* REQUEST *
Extract, word for word, the lines in the items below, starting with the line containing "Every instance of the green foliage" and continuing through the end of the items.

** BEGIN DATA IN THIS EXERCISE **

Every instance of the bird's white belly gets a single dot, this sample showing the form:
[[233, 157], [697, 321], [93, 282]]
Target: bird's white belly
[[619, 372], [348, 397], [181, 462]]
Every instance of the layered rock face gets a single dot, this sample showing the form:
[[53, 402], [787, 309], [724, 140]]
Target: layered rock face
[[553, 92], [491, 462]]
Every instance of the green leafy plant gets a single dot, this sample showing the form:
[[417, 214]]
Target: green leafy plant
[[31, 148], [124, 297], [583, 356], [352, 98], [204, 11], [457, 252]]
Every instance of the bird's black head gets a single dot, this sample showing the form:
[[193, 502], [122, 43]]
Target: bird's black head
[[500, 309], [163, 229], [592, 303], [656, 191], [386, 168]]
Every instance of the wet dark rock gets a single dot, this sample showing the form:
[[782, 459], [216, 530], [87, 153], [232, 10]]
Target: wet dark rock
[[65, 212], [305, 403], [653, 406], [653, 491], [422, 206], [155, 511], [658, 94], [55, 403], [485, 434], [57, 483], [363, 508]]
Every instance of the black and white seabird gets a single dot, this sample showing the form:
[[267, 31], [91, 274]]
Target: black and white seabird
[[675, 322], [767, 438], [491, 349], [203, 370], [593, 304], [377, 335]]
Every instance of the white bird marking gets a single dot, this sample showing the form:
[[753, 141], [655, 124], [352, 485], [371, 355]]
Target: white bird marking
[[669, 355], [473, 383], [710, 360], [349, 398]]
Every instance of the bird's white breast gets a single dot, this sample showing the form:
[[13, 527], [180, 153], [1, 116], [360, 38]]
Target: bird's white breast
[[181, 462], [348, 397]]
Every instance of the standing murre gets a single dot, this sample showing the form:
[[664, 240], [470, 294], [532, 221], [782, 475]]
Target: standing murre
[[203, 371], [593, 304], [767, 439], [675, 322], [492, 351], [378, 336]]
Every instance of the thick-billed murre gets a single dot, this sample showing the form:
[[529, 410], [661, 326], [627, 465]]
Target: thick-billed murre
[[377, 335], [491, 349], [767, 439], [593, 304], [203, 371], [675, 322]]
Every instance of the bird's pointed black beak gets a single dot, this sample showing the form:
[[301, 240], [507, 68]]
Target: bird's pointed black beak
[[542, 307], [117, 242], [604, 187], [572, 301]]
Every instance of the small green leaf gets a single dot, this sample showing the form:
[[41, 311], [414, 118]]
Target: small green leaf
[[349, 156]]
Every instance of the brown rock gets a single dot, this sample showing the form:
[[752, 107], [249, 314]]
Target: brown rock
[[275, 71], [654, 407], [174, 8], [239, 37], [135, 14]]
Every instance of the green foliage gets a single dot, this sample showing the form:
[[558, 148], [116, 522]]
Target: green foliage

** END DATA IN THIS EXERCISE **

* FINISHED EXERCISE *
Every instance of the green foliage gets a single dot, this sample showing the form:
[[558, 148], [116, 522]]
Target: green foliage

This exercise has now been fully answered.